> **読解文**
^^^^^^^^

これでは政党政治ではありません。政府は、党の意向を十分踏まえ
て対処すべきではないのでしょうか。

 一方、生産資材等の問題は、党の議論で、日本と韓国の価格を単
純に比較し、日本のほうが2〜3倍高いとJA全農を攻撃しています。
それをマスコミが取り上げ、JAがいかにも高いものを売りつけて
いるかのような論調で攻撃する状態になっています。そしてそれを
政府の規制改革推進会議が取り上げる。これでは、党と政府が一体
となって農業者やJAをいじめるという形になってしまっています。


【単純に比較できない国土の違い】

 現場のJA役職員は、組合員の要望に応じて、また、圃場や気象
の変化に対応したり作物の特色を踏まえたりして、より効果のある
資材の活用に努力しています。多くの注文に応えようとするために、
肥料も農薬も種類が多くなり、結果的に価格が高いものもあります。
これを努力していないと攻撃されるのでは、たまったものではあり
ません。

 もちろん、改革しなければならないことは多いと思います。「よ
り良い資材を、より安い価格で供給する」ことに全力を挙げねばな
らないのはもちろんです。しかし、わが国の、南北に長い列島の島
国で、高温多湿・寒冷の四季があり、災害も多く、火山島特有の多
様な土壌のもとで、より良い品質の作物生産に努力する農業者やJ
A関係者の努力を考慮せず、ただ、ただ成長戦略と構造改革の名の
もとに、JAや関連企業は既得権益の岩盤を固守していると攻撃さ
れる。まして、それが日頃から応援している党からなされ、その党
が組織した内閣からなされるのは、たまったものではありません。

 もっと、やり方があるはずです。JAグループとの協議を深め、
多くの関係者から実態を聞き、幅広いメンバーによる検討会を設け
て、一緒になって改革案を作り上げる、そんな取り組みが必要なの
ではないのでしょうか。


【成長戦略だけでは律しきれない農林業の特性】

 もちろん、内閣の成長戦略は否定するものではありません。情報
の高度化や流通の変化に伴い、仕事の仕方も制度も見直しが必要で
す。しかし、これも今、議論がなされていますが、青果物等の卸売
市場やコメ卸業者等を通じた流通販売のこれまでのやり方を、「無
駄だ」「構造改革すべきだ」と攻撃されるのは、たまったものでは
ありません。これまでに、それぞれの役割を果たしてきています。
ですから、やり玉にあげる前に、意見を聞き、改革を進めている取
り組み例を推奨し、関係者の理解を得て、それぞれの業や生活が成
り立っていくやり方がなされるべきです。

 これまで、海外の企業も含めた大資本が、大規模量販店を街中に、
そして郊外に展開する仕組みを容認し、結果として、街中の多くの
中小家族経営の商店街を潰してしまいました。確かに世の中の流れ
だったかもしれませんし、多くの消費者に新しい商品と生活の楽し
みを与えたでしょう。そうした中で、新しい仕事を得た人もいれば、
転職を余儀なくされた人もいます。世の中はそれで成長しています。

^^^^^^^^

> **項目一覧**
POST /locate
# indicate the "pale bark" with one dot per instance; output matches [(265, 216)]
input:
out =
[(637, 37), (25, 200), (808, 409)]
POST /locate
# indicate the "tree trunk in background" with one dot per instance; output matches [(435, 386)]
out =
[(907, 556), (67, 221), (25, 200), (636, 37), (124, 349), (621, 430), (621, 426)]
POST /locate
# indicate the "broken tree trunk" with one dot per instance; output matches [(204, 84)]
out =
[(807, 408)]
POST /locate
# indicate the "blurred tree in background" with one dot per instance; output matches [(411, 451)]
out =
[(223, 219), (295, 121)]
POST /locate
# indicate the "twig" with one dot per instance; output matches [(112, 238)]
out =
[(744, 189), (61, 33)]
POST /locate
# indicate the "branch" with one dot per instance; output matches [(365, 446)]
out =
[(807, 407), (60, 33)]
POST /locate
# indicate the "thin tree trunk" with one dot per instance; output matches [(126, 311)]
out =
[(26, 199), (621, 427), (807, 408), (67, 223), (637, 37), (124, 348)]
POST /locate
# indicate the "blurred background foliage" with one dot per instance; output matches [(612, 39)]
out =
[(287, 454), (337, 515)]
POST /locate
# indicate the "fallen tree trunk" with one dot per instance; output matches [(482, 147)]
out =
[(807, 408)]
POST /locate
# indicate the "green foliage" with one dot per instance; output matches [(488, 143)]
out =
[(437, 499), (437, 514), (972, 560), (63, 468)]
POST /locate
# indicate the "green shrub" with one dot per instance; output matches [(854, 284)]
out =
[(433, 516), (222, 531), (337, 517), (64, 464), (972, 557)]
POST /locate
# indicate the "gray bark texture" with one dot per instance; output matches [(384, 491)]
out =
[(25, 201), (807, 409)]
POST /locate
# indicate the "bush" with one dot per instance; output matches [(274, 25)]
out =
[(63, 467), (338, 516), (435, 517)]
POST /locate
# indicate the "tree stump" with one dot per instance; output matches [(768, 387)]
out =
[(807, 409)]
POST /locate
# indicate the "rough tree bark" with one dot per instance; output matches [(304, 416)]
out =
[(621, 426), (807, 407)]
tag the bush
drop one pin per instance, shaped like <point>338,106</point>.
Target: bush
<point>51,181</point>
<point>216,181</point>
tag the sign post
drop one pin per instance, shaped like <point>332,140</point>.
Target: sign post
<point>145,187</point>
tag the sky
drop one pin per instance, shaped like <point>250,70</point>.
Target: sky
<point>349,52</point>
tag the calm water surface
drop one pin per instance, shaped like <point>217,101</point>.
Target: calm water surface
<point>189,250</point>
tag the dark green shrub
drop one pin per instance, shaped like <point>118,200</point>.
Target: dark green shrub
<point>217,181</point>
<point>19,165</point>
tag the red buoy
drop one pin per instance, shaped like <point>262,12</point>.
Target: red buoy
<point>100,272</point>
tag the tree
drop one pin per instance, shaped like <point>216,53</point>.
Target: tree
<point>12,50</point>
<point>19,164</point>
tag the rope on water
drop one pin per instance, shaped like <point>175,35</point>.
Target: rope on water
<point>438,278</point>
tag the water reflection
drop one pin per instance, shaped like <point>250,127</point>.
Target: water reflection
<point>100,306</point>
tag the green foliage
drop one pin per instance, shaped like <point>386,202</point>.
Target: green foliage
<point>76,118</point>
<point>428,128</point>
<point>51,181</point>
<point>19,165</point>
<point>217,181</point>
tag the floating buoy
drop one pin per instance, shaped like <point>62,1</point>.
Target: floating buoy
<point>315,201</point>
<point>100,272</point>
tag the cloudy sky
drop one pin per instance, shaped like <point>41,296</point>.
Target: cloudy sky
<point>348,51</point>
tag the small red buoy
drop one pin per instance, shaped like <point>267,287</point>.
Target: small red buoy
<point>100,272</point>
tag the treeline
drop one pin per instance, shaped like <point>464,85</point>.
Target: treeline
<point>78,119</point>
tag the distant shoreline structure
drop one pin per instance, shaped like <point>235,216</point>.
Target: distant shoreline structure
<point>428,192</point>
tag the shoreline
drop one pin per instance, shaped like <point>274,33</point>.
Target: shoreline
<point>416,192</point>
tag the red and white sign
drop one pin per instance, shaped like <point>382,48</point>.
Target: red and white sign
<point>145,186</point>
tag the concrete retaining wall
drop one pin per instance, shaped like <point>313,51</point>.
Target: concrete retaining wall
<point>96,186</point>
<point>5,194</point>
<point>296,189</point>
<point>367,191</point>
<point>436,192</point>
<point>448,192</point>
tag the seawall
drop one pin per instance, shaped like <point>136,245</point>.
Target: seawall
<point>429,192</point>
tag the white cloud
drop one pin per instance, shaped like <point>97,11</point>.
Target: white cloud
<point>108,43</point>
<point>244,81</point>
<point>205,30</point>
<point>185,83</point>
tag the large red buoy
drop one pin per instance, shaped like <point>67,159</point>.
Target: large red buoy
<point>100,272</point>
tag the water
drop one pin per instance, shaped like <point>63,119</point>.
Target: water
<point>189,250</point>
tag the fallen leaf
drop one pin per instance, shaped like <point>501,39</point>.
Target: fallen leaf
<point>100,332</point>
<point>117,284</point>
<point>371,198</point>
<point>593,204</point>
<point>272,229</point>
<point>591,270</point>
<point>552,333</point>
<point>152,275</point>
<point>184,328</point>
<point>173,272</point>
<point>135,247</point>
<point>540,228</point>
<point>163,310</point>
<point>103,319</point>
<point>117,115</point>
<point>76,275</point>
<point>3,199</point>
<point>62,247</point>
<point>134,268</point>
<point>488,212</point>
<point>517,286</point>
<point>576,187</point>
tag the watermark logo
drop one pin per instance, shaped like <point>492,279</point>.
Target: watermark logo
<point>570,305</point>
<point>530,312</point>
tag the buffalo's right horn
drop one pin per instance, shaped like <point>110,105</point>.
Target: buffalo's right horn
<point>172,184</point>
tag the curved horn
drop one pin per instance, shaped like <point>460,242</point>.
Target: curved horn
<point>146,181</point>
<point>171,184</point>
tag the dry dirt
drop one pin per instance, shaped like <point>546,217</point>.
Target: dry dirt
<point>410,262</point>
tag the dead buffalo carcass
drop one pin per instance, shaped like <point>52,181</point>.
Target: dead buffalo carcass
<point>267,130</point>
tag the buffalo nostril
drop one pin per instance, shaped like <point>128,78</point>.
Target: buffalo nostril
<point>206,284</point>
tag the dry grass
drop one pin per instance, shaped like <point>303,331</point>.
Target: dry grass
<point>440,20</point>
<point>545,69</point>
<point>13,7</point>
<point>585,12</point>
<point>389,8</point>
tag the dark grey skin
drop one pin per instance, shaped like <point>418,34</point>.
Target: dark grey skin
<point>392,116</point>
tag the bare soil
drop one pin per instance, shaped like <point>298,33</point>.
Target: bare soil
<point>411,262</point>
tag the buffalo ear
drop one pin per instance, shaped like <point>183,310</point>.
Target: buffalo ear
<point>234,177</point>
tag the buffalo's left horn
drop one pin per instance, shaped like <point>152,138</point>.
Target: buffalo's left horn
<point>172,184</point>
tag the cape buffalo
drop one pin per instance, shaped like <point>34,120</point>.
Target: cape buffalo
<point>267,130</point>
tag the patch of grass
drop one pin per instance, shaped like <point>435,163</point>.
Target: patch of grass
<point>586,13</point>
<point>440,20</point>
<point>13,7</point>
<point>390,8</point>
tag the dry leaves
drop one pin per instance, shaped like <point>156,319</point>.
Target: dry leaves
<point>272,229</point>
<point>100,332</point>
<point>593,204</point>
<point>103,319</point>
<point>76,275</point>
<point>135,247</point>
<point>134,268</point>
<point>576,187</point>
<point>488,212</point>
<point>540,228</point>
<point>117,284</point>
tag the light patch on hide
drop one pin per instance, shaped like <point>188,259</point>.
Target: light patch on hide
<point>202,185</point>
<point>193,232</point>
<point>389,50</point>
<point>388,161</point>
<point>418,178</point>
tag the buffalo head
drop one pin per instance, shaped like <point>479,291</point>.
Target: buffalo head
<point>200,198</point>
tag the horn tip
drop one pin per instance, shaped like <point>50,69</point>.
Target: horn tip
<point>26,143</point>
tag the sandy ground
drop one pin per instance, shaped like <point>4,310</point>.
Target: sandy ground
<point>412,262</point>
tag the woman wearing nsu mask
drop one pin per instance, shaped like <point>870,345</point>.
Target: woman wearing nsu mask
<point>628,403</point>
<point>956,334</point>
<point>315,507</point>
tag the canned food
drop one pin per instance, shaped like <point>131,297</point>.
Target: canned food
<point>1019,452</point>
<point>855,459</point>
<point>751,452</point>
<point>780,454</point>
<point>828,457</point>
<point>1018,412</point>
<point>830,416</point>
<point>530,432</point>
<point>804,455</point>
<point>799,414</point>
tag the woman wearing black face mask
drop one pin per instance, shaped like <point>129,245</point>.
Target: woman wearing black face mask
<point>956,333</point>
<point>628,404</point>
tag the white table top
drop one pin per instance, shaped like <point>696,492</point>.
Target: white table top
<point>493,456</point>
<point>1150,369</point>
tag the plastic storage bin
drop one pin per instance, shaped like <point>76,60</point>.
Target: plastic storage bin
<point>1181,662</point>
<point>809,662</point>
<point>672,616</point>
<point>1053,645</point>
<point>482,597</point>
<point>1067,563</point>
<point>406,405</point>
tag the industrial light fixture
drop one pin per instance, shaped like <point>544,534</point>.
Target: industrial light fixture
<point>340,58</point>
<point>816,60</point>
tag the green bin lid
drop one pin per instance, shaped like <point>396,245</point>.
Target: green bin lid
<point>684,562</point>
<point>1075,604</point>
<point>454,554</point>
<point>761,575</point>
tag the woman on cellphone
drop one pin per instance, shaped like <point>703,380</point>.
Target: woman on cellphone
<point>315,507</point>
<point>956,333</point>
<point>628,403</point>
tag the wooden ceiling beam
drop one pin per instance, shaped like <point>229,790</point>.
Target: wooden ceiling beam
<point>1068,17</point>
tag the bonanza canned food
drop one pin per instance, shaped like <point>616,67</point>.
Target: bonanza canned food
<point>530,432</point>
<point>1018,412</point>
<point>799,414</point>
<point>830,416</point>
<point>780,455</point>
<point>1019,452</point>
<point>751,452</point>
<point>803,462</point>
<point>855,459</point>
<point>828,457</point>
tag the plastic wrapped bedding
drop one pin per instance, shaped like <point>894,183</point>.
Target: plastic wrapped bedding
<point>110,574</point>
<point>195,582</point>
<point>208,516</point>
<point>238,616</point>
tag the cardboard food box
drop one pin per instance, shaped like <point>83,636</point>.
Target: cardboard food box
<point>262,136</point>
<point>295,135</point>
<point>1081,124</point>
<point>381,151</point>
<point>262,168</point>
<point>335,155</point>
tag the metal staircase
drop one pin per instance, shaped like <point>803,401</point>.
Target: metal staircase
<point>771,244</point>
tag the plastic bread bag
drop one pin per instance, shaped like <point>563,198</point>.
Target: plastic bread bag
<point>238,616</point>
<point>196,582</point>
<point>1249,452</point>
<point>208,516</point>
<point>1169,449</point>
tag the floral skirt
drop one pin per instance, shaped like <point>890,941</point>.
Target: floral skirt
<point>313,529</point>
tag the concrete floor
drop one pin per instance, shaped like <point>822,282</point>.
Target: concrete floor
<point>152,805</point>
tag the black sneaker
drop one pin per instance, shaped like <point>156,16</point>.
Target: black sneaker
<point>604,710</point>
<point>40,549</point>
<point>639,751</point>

^^^^^^^^

> **課題一覧**
**1)** JAと農政についての文章で、肥料や農薬の中に価格が高いものがある理由を1〜3文で説明せよ。
**2)** JAと農政についての文章を、最後の文の後から書き継げ。

> **解答一覧**
**1)** 現場のJA役職員は、組合員の要望に応じ、圃場や気象の変化や作物の特色も踏まえて、より効果のある資材を使おうと努めている。多くの注文に応えようとするため肥料も農薬も種類が多くなり、その結果として価格が高いものもある。

**2)**
ですから、すべてを否定できません。

 農業もそうです。高齢化し、農業の就業者は著しく減っています。
もちろん、規模も拡大し大規模法人経営も育ってきています。しか
し、一方で、中山間地の条件不利地域の荒廃が進んでいます。山は
もっと荒れています。こうした国土の荒廃は、容易に元に戻せませ
ん。農外の会社が農業に参入し、新技術や新しい雇用でこれを支え
ることができるのでしょうか。一定のことは出来るかもしれません。
しかし、農林業の特性からして、大資本が期待する収益の実現は困
難でしょう。


【米国もヨーロッパも家族農業が中心】

 まさに、家族経営と、それらが構成する営農組織が、地域の協同
のもとで国土を守っているのです。米国もヨーロッパも、大規模経
営もありますが、大半は中小の家族経営であり、それによって農村
と農業は成り立っています。

 そのことをしっかりと踏まえた取り組みを、党も内閣も進めよう
ではありませんか。それでないと、この日本は壊れていってしまい
ます。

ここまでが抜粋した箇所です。